[Aim]
Copy out the records again verbatim, only the stretch from the line containing "Locate the white pickup" through the line containing "[369,168,403,212]", with both of those lines included.

[Material for this task]
----
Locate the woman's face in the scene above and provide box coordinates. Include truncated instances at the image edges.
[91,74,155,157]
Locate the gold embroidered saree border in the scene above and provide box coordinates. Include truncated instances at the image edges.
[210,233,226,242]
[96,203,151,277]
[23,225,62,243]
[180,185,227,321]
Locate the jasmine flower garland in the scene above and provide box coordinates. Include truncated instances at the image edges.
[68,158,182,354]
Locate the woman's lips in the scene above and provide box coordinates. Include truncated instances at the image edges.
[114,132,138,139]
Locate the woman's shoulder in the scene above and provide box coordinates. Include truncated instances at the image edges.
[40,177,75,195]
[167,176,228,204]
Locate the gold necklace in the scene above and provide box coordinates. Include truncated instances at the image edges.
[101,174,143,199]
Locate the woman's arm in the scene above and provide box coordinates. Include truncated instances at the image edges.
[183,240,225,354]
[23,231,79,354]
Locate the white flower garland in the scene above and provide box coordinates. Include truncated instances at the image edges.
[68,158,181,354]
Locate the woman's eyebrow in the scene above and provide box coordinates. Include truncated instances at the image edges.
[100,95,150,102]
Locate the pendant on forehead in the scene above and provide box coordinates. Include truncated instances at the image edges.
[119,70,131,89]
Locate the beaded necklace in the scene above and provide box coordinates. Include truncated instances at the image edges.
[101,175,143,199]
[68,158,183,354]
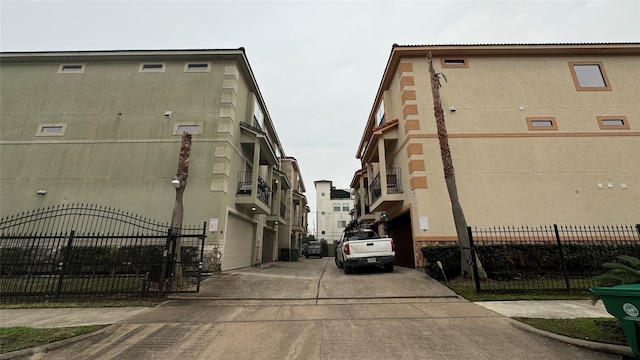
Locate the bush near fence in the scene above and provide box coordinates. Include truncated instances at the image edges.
[421,243,638,280]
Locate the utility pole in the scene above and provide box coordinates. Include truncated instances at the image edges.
[427,51,473,277]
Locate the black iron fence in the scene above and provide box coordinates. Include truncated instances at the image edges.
[468,224,640,293]
[0,205,205,302]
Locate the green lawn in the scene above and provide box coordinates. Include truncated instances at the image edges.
[0,326,104,354]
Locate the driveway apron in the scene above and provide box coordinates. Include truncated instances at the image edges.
[11,258,620,360]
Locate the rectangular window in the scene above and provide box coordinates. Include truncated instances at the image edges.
[569,61,611,91]
[376,101,385,125]
[184,62,211,72]
[253,97,264,130]
[58,64,85,74]
[36,124,67,136]
[597,116,631,130]
[138,63,167,72]
[527,117,558,130]
[173,123,202,135]
[440,58,469,68]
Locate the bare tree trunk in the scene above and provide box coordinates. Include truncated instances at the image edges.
[427,51,473,276]
[171,132,191,276]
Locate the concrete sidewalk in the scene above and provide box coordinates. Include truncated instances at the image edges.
[0,300,612,328]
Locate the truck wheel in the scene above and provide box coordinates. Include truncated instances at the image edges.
[344,264,353,274]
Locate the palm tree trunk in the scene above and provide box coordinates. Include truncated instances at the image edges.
[427,52,473,276]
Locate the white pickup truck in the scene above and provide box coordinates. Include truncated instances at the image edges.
[335,229,396,274]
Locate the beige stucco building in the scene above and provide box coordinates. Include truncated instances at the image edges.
[314,180,354,243]
[0,48,308,270]
[351,44,640,266]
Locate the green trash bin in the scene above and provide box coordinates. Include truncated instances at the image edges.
[290,249,300,261]
[591,285,640,359]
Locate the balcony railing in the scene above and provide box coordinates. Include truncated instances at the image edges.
[236,171,271,205]
[369,168,402,202]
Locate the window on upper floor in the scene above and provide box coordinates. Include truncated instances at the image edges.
[527,117,558,130]
[138,63,167,72]
[173,123,202,135]
[440,58,469,68]
[184,62,211,72]
[376,101,385,125]
[597,116,631,130]
[253,98,264,129]
[569,61,611,91]
[36,124,67,136]
[58,64,85,74]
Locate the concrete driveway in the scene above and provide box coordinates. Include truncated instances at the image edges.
[8,258,620,360]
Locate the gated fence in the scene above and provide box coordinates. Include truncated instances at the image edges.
[468,224,640,293]
[0,204,205,302]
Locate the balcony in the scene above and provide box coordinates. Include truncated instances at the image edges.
[236,171,271,214]
[369,168,403,212]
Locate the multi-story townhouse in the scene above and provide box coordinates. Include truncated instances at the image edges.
[351,43,640,267]
[278,157,310,253]
[314,180,354,242]
[0,48,305,270]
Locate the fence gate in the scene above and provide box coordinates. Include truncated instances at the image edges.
[0,204,206,302]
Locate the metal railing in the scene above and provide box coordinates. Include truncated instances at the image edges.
[0,205,205,302]
[468,224,640,293]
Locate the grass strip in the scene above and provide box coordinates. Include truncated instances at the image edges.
[0,325,105,354]
[514,317,629,346]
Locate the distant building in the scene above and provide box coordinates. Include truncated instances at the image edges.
[0,48,308,271]
[314,180,353,242]
[351,43,640,267]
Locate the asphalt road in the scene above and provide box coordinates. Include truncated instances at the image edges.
[6,258,620,360]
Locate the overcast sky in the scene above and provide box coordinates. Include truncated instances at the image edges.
[0,0,640,231]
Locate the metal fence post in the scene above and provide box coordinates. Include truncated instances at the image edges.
[56,230,76,302]
[158,227,173,298]
[553,224,571,290]
[467,226,480,294]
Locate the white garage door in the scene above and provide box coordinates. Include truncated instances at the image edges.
[222,214,255,271]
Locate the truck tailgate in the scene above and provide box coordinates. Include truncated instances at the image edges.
[349,238,393,258]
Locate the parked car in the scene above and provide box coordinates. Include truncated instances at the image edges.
[304,241,322,259]
[335,229,396,274]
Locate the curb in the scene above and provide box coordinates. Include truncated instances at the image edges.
[0,324,116,360]
[510,318,634,359]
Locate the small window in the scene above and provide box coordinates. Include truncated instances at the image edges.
[376,101,385,125]
[597,116,631,130]
[440,58,469,68]
[527,117,558,130]
[58,64,85,74]
[173,123,202,135]
[569,61,611,91]
[138,63,167,72]
[184,62,211,72]
[36,124,67,136]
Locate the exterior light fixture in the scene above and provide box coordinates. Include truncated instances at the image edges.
[171,176,180,189]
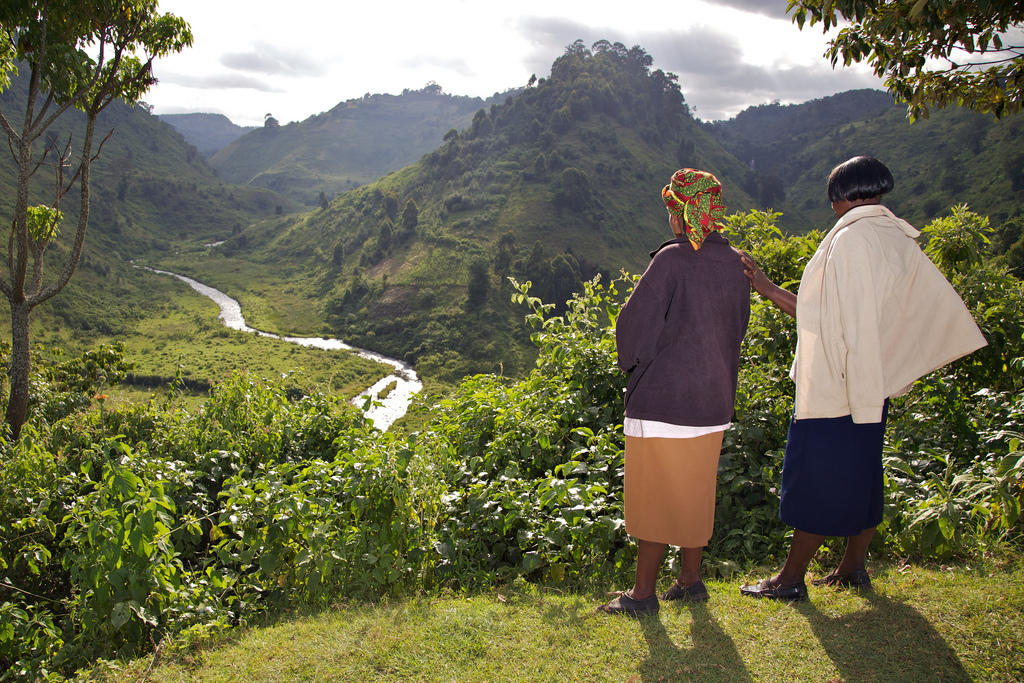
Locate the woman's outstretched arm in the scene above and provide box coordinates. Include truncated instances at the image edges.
[739,251,797,317]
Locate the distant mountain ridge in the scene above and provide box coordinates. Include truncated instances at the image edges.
[159,113,256,159]
[210,84,528,206]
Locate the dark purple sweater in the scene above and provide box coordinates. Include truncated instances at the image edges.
[615,232,751,427]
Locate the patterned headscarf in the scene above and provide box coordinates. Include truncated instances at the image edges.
[662,168,725,249]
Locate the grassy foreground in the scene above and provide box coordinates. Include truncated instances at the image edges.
[92,559,1024,683]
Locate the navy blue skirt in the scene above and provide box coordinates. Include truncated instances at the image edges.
[778,400,889,537]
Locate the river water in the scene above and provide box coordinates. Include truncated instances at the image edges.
[140,266,423,431]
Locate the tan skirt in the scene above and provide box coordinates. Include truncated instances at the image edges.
[625,431,725,548]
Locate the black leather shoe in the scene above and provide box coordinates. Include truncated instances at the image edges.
[811,569,871,589]
[739,579,807,601]
[657,579,708,602]
[597,593,658,616]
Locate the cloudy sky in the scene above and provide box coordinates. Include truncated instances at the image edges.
[145,0,882,125]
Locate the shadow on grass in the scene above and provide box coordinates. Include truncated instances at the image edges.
[797,591,973,683]
[640,602,754,683]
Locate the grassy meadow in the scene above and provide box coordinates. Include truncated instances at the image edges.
[91,556,1024,683]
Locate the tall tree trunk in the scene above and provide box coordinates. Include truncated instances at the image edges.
[6,301,32,439]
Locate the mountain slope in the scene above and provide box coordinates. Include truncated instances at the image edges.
[0,68,294,336]
[705,90,1024,231]
[159,114,256,159]
[210,85,524,206]
[184,45,754,381]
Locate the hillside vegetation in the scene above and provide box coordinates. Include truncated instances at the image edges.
[160,114,256,159]
[164,42,753,384]
[0,212,1024,680]
[705,90,1024,231]
[210,83,514,206]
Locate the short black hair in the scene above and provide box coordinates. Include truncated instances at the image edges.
[828,157,895,202]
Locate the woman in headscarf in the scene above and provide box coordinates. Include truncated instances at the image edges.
[598,168,751,615]
[740,157,986,600]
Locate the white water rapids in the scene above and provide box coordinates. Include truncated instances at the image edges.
[140,266,423,431]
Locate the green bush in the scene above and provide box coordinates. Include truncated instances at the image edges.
[0,212,1024,680]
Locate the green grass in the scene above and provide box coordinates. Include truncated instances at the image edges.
[93,560,1024,683]
[35,264,392,404]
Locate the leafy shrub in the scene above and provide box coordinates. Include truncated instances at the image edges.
[0,204,1024,680]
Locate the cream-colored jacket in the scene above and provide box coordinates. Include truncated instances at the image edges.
[791,205,987,423]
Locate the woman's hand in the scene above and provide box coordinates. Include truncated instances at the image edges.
[737,249,797,317]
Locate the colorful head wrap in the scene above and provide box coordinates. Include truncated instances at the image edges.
[662,168,725,249]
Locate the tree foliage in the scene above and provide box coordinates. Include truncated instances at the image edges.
[0,0,191,436]
[787,0,1024,119]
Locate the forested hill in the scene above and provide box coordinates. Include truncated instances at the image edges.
[0,69,296,334]
[160,114,256,159]
[210,83,515,207]
[214,41,754,381]
[703,90,1024,231]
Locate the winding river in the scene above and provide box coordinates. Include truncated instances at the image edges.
[139,266,423,431]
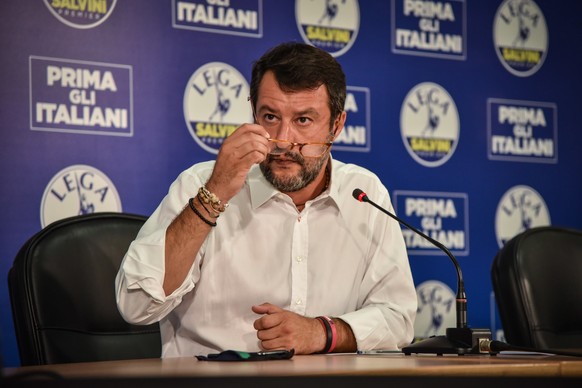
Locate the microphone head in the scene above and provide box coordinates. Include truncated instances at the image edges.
[352,189,368,202]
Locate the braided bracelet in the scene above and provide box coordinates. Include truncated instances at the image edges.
[198,186,228,213]
[316,315,337,353]
[188,197,216,227]
[196,193,220,218]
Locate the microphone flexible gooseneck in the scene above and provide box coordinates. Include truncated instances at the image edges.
[352,189,492,355]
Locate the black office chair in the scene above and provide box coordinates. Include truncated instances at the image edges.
[491,226,582,350]
[8,213,161,365]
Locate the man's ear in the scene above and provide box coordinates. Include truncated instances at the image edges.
[333,111,347,140]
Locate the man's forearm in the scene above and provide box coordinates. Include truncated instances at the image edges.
[332,318,358,353]
[163,201,212,295]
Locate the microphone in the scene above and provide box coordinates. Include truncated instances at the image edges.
[352,189,497,355]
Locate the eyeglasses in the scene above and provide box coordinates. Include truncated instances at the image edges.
[269,139,333,158]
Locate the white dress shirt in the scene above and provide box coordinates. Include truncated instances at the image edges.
[116,156,417,357]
----
[Solution below]
Locate the white pickup truck in the scene above and provide box coordinates. Include truncated instances at the image edges.
[335,229,396,274]
Locate the beige stucco building in the scene above and provide box coordinates. Include truncated instances at the image edges.
[314,180,354,243]
[0,48,308,270]
[351,44,640,266]
Locate the green trash bin in the scene above and provide box coordinates. Include truncated instances at the image edges.
[290,249,300,261]
[591,285,640,359]
Locate the balcony railing in the scene above and provide box coordinates. Include truncated instances at the image edges.
[236,171,271,205]
[369,168,402,202]
Locate the window on upper floor in the scene above and provide box coordinates. Include truncated instances at the image edges.
[527,117,558,130]
[138,63,167,72]
[173,123,202,135]
[440,58,469,68]
[184,62,211,72]
[376,101,385,125]
[597,116,631,130]
[253,98,264,129]
[569,61,611,91]
[36,124,67,136]
[58,64,85,74]
Locate the concrete driveway in the scene above and provide box coordinates. Include truncated instances at the image edges.
[8,258,620,360]
Locate the gated fence in the scene above and provide box coordinates. Include truncated instances at the image edges.
[468,224,640,293]
[0,204,205,302]
Locate the balcony in the scene above and provide box coordinates. Include truncated instances at the image edges.
[236,171,271,214]
[369,168,403,212]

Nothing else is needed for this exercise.